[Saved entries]
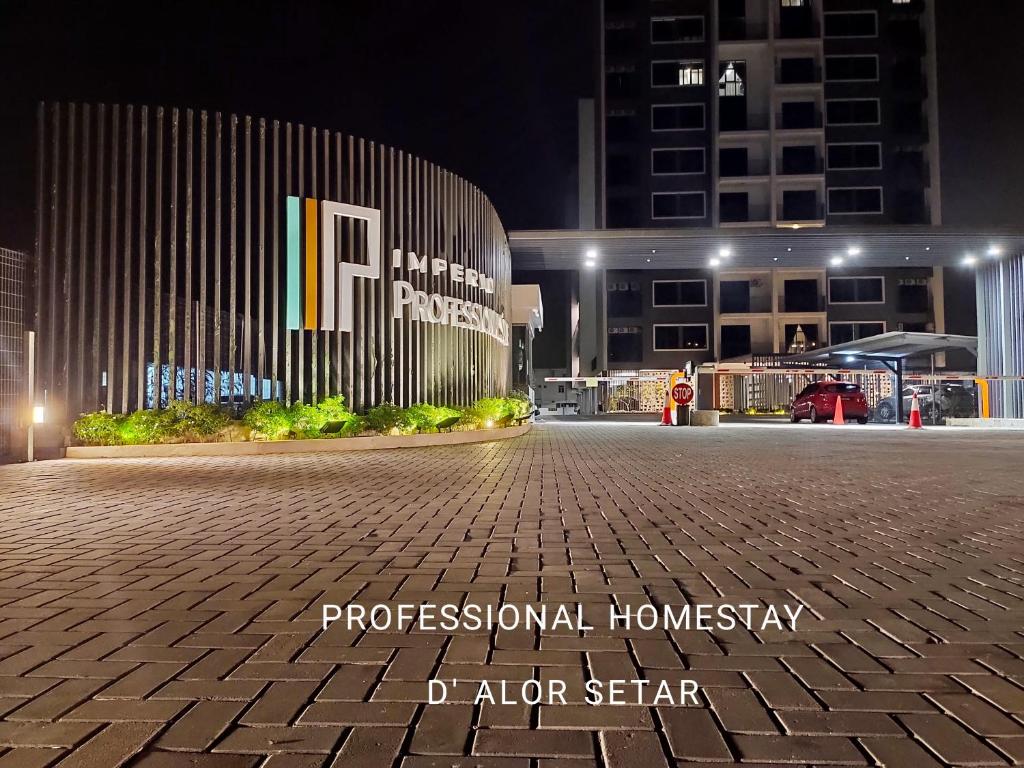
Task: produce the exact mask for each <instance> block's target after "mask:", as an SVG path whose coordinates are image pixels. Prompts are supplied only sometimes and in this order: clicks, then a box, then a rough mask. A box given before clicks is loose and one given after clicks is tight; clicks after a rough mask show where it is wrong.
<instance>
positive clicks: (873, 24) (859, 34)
mask: <svg viewBox="0 0 1024 768" xmlns="http://www.w3.org/2000/svg"><path fill="white" fill-rule="evenodd" d="M878 34H879V30H878V16H877V15H876V13H874V11H870V10H864V11H851V12H849V13H825V37H874V36H876V35H878Z"/></svg>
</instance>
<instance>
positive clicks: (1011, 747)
mask: <svg viewBox="0 0 1024 768" xmlns="http://www.w3.org/2000/svg"><path fill="white" fill-rule="evenodd" d="M353 598H358V599H359V600H364V601H367V602H368V603H374V602H382V601H401V602H420V601H426V600H432V601H436V602H451V601H458V600H463V599H466V600H468V601H471V602H475V603H497V602H500V601H506V602H516V603H524V602H530V601H541V600H545V601H549V602H552V603H554V602H570V603H571V602H583V603H586V604H587V605H588V606H598V607H600V606H602V605H606V604H607V603H608V602H609V601H615V602H616V603H618V604H620V605H627V604H631V605H636V604H639V603H641V602H643V601H648V600H649V601H652V602H654V603H655V604H678V603H682V602H684V601H686V600H690V601H711V600H722V601H729V602H750V601H755V602H776V603H779V602H795V601H797V600H799V601H800V602H801V603H803V605H804V606H806V610H805V613H804V615H803V616H802V617H801V621H800V624H799V627H798V629H799V631H798V632H797V633H787V632H772V631H769V632H766V633H749V632H745V631H740V630H737V631H733V632H729V633H720V634H709V633H705V632H699V631H689V632H687V631H678V632H672V633H665V632H660V631H657V632H631V633H626V632H621V631H620V632H610V631H608V630H607V629H599V630H596V631H595V632H593V633H588V636H586V637H579V636H577V635H575V634H572V633H567V632H564V631H562V632H552V633H551V634H547V635H542V636H537V635H535V634H534V633H530V632H497V633H495V634H494V635H493V636H487V635H472V634H463V635H458V636H455V637H452V636H447V635H443V634H416V633H407V634H397V633H369V634H360V633H356V632H352V633H349V632H347V631H345V630H344V629H343V628H341V627H339V626H338V625H336V626H335V627H333V628H332V629H331V630H329V631H328V632H327V633H322V632H319V629H318V617H319V606H321V604H322V603H323V602H325V601H328V602H336V603H343V602H346V601H348V600H350V599H353ZM1022 604H1024V439H1022V438H1021V437H1019V436H1017V435H1013V434H993V435H981V434H978V433H970V432H968V433H957V434H955V435H950V434H949V433H939V432H938V431H931V432H928V433H925V434H920V433H919V434H912V433H907V432H903V431H881V430H872V429H870V428H858V427H856V426H850V427H846V428H831V427H820V428H814V427H803V428H778V429H767V428H761V429H758V428H737V427H731V428H730V427H723V428H721V429H718V430H702V431H700V430H694V431H690V430H682V429H677V430H672V429H657V428H655V427H637V426H629V425H623V424H616V425H608V424H600V425H599V424H593V423H590V424H581V425H579V426H566V425H564V424H554V425H547V426H542V427H540V428H538V429H535V431H534V432H532V433H531V434H530V435H529V436H527V437H524V438H520V439H518V440H513V441H506V442H502V443H490V444H478V445H466V446H459V447H452V449H426V450H416V451H402V452H393V453H368V454H357V455H352V456H330V457H327V456H325V457H317V456H289V457H266V458H247V459H204V460H158V461H141V460H134V461H121V462H113V461H94V462H65V463H41V464H37V465H34V466H13V467H0V717H2V718H3V720H2V722H0V768H12V767H13V766H18V767H20V766H25V767H39V766H49V765H60V766H75V767H85V766H95V768H112V767H113V766H117V765H121V764H127V765H131V766H141V767H143V768H164V767H166V766H170V767H173V766H196V767H198V768H248V767H250V766H268V767H269V768H286V767H295V768H313V767H314V766H329V765H330V766H337V767H339V768H348V767H349V766H352V767H356V766H357V767H361V766H370V767H373V766H393V765H395V766H402V768H428V767H434V768H467V767H469V766H480V767H482V768H490V767H494V768H590V767H591V766H606V767H608V768H618V767H625V766H643V768H659V767H660V766H666V765H674V766H676V765H678V766H683V765H691V764H697V763H699V764H701V765H706V764H708V763H717V764H719V765H724V764H729V763H739V762H742V763H744V764H752V763H753V764H779V763H784V764H797V765H830V764H843V765H883V764H884V765H892V766H913V768H927V766H933V765H941V764H949V765H1005V764H1008V763H1015V762H1016V763H1018V764H1021V763H1024V727H1022V722H1024V610H1022ZM339 630H340V631H339ZM434 676H440V677H449V678H451V677H461V678H464V679H474V678H481V677H488V678H492V679H502V678H504V679H509V680H522V679H527V678H531V677H537V676H540V677H541V678H544V679H552V678H560V679H563V680H566V681H567V684H568V686H569V689H570V690H574V691H577V692H578V691H579V688H580V686H581V685H582V684H583V681H584V680H586V679H589V678H597V679H607V678H616V677H620V678H635V677H639V678H647V679H651V680H662V679H669V680H678V679H679V678H680V677H690V678H694V679H696V680H697V681H698V682H699V683H700V685H701V686H702V689H701V694H700V695H701V702H702V707H701V708H676V709H674V708H666V707H640V706H633V707H600V708H594V707H572V706H569V707H559V706H553V707H545V706H539V707H534V708H530V707H524V706H512V707H489V706H486V705H484V706H482V707H478V708H474V707H473V706H471V705H468V703H463V702H458V701H454V702H452V703H447V705H444V706H429V707H428V706H425V705H424V703H422V701H423V700H424V698H425V688H426V685H425V681H426V680H428V679H429V678H431V677H434ZM455 698H457V699H459V698H465V696H461V697H460V696H456V697H455Z"/></svg>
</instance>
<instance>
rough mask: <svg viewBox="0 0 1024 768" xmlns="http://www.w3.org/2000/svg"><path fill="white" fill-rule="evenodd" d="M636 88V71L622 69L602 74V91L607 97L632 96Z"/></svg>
mask: <svg viewBox="0 0 1024 768" xmlns="http://www.w3.org/2000/svg"><path fill="white" fill-rule="evenodd" d="M638 90H639V89H638V88H637V74H636V72H632V71H628V70H623V71H615V72H607V73H605V75H604V92H605V94H606V95H607V97H608V98H632V97H634V96H635V95H637V91H638Z"/></svg>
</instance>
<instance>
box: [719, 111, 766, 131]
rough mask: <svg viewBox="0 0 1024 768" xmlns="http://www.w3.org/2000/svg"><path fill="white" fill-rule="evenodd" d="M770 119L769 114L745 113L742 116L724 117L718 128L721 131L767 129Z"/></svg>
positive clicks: (763, 129) (762, 130)
mask: <svg viewBox="0 0 1024 768" xmlns="http://www.w3.org/2000/svg"><path fill="white" fill-rule="evenodd" d="M768 125H769V119H768V116H767V115H744V116H742V117H741V118H739V117H736V118H725V117H723V119H722V121H721V124H720V125H719V127H718V129H719V131H720V132H721V133H727V132H736V131H766V130H768Z"/></svg>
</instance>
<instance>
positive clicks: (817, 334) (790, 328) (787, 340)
mask: <svg viewBox="0 0 1024 768" xmlns="http://www.w3.org/2000/svg"><path fill="white" fill-rule="evenodd" d="M782 333H783V336H784V337H785V339H784V342H785V351H786V352H788V353H790V354H798V353H800V352H806V351H807V350H808V349H815V348H817V347H818V346H819V340H818V327H817V325H816V324H813V325H812V324H810V323H808V324H803V323H793V324H787V325H786V326H784V327H783V329H782Z"/></svg>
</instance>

### What you will do
The entries above should be reproduced exactly, without their pictures.

### The answer
Task: produce the exact mask for each <instance> block's target after "mask:", as an SVG path whose coordinates are image pixels. Prompts are supplied only sometimes and in this order: clicks, then a box, then a rough mask. A box given before clicks is loose and one given after clicks is tight; clicks after a rough mask show where it is wrong.
<instance>
positive clicks: (873, 24) (859, 34)
mask: <svg viewBox="0 0 1024 768" xmlns="http://www.w3.org/2000/svg"><path fill="white" fill-rule="evenodd" d="M878 34H879V30H878V16H877V15H876V13H874V11H870V10H864V11H851V12H849V13H825V37H874V36H876V35H878Z"/></svg>
</instance>
<instance>
positive clicks: (1011, 747)
mask: <svg viewBox="0 0 1024 768" xmlns="http://www.w3.org/2000/svg"><path fill="white" fill-rule="evenodd" d="M353 598H358V599H359V600H364V601H367V602H368V603H374V602H382V601H401V602H420V601H426V600H432V601H436V602H451V601H458V600H463V599H466V600H468V601H471V602H475V603H497V602H500V601H506V602H516V603H524V602H530V601H541V600H545V601H549V602H552V603H554V602H570V603H571V602H583V603H586V604H587V605H588V606H598V607H600V606H602V605H606V604H607V603H608V602H609V601H615V602H616V603H618V604H620V605H627V604H631V605H636V604H639V603H641V602H643V601H648V600H649V601H652V602H654V603H655V604H678V603H682V602H684V601H686V600H690V601H711V600H722V601H729V602H750V601H755V602H776V603H779V602H795V601H797V600H799V601H800V602H801V603H803V605H804V606H806V610H805V613H804V615H803V616H802V617H801V621H800V624H799V627H798V629H799V631H798V632H797V633H787V632H772V631H769V632H766V633H749V632H745V631H740V630H737V631H733V632H729V633H720V634H709V633H705V632H699V631H689V632H687V631H678V632H672V633H665V632H660V631H657V632H631V633H626V632H621V631H620V632H610V631H608V630H607V629H599V630H596V631H595V632H593V633H588V636H586V637H579V636H577V635H575V634H572V633H567V632H564V631H562V632H552V633H551V634H547V635H542V636H537V635H535V634H534V633H530V632H497V633H495V634H494V635H493V636H487V635H472V634H463V635H458V636H455V637H452V636H447V635H443V634H416V633H407V634H397V633H369V634H360V633H356V632H352V633H349V632H347V631H345V630H344V629H343V628H341V627H339V626H338V625H336V626H335V627H333V628H332V629H331V630H329V631H328V632H327V633H322V632H319V629H318V617H319V606H321V604H322V603H323V602H325V601H328V602H336V603H343V602H346V601H348V600H350V599H353ZM1022 604H1024V439H1022V438H1021V437H1019V436H1017V435H1013V434H993V435H981V434H978V433H970V432H968V433H957V434H955V435H950V434H949V433H939V432H938V431H931V432H928V433H925V434H920V433H919V434H912V433H907V432H903V431H881V430H872V429H870V428H858V427H856V426H850V427H846V428H831V427H820V428H814V427H803V428H778V429H767V428H761V429H758V428H737V427H731V428H730V427H723V428H721V429H718V430H702V431H700V430H694V431H690V430H682V429H677V430H672V429H657V428H655V427H637V426H629V425H623V424H616V425H608V424H600V425H599V424H593V423H590V424H581V425H579V426H566V425H564V424H554V425H547V426H542V427H540V428H538V429H535V431H534V432H532V433H531V434H530V435H529V436H527V437H524V438H520V439H518V440H513V441H506V442H502V443H490V444H478V445H466V446H459V447H452V449H426V450H416V451H402V452H393V453H368V454H357V455H352V456H330V457H327V456H325V457H317V456H289V457H266V458H247V459H204V460H158V461H141V460H134V461H121V462H113V461H94V462H65V463H41V464H37V465H34V466H13V467H0V717H2V718H3V720H2V722H0V768H12V767H13V766H18V767H20V766H25V767H39V766H49V765H60V766H75V767H85V766H95V768H112V767H113V766H117V765H121V764H127V765H131V766H141V767H143V768H164V767H166V766H170V767H173V766H196V767H198V768H248V767H250V766H268V767H269V768H286V767H295V768H313V767H314V766H329V765H330V766H337V767H339V768H348V767H349V766H352V767H356V766H357V767H361V766H370V767H373V766H393V765H395V766H402V768H428V767H434V768H467V767H469V766H480V767H482V768H490V767H494V768H590V767H591V766H606V767H608V768H618V767H625V766H643V768H659V767H660V766H666V765H674V766H676V765H678V766H683V765H691V764H697V763H699V764H701V765H706V764H708V763H717V764H719V765H724V764H729V763H739V762H742V763H744V764H752V763H753V764H779V763H784V764H797V765H830V764H843V765H883V764H884V765H892V766H913V768H927V766H933V765H941V764H949V765H1005V764H1008V763H1015V762H1016V763H1018V764H1021V763H1024V727H1022V722H1024V610H1022ZM339 630H340V631H339ZM434 676H440V677H449V678H451V677H461V678H464V679H474V678H481V677H488V678H492V679H502V678H504V679H509V680H522V679H527V678H531V677H537V676H540V677H541V678H544V679H552V678H560V679H563V680H566V681H567V684H568V686H569V689H570V690H574V691H577V692H578V691H579V688H580V686H581V685H582V684H583V681H584V680H586V679H589V678H597V679H607V678H616V677H620V678H635V677H639V678H647V679H651V680H662V679H669V680H678V679H679V678H680V677H690V678H694V679H696V680H697V681H698V682H699V683H700V685H701V686H702V689H701V694H700V695H701V702H702V707H701V708H676V709H674V708H666V707H640V706H633V707H600V708H594V707H572V706H569V707H559V706H553V707H545V706H539V707H534V708H530V707H524V706H512V707H489V706H486V705H484V706H482V707H478V708H474V707H473V706H471V705H468V703H463V702H458V701H454V702H452V703H447V705H444V706H429V707H428V706H425V705H424V703H422V701H423V700H424V698H425V688H426V685H425V681H426V680H428V679H429V678H431V677H434ZM455 698H457V699H459V698H465V696H461V697H460V696H456V697H455Z"/></svg>
</instance>
<instance>
rough mask: <svg viewBox="0 0 1024 768" xmlns="http://www.w3.org/2000/svg"><path fill="white" fill-rule="evenodd" d="M636 88V71L622 69L602 74V91L607 97L632 96Z"/></svg>
mask: <svg viewBox="0 0 1024 768" xmlns="http://www.w3.org/2000/svg"><path fill="white" fill-rule="evenodd" d="M638 90H639V89H638V88H637V74H636V72H632V71H628V70H623V71H615V72H607V73H605V75H604V92H605V94H606V95H607V97H608V98H632V97H634V96H635V95H637V91H638Z"/></svg>
</instance>
<instance>
box: [719, 111, 766, 131]
rough mask: <svg viewBox="0 0 1024 768" xmlns="http://www.w3.org/2000/svg"><path fill="white" fill-rule="evenodd" d="M770 119L769 114L745 113L742 116L724 117L718 128L721 131L767 129Z"/></svg>
positive clicks: (763, 129) (762, 130)
mask: <svg viewBox="0 0 1024 768" xmlns="http://www.w3.org/2000/svg"><path fill="white" fill-rule="evenodd" d="M768 125H769V119H768V116H767V115H744V116H742V117H741V118H739V117H736V118H725V117H723V119H722V121H721V124H720V125H719V127H718V129H719V131H720V132H721V133H727V132H736V131H766V130H768Z"/></svg>
</instance>
<instance>
positive clicks: (817, 334) (790, 328) (787, 340)
mask: <svg viewBox="0 0 1024 768" xmlns="http://www.w3.org/2000/svg"><path fill="white" fill-rule="evenodd" d="M782 333H783V336H784V337H785V339H784V342H785V351H786V352H788V353H790V354H798V353H800V352H806V351H807V350H808V349H815V348H817V347H818V346H819V340H818V327H817V325H816V324H813V325H812V324H810V323H808V324H803V323H793V324H787V325H786V326H784V327H783V329H782Z"/></svg>
</instance>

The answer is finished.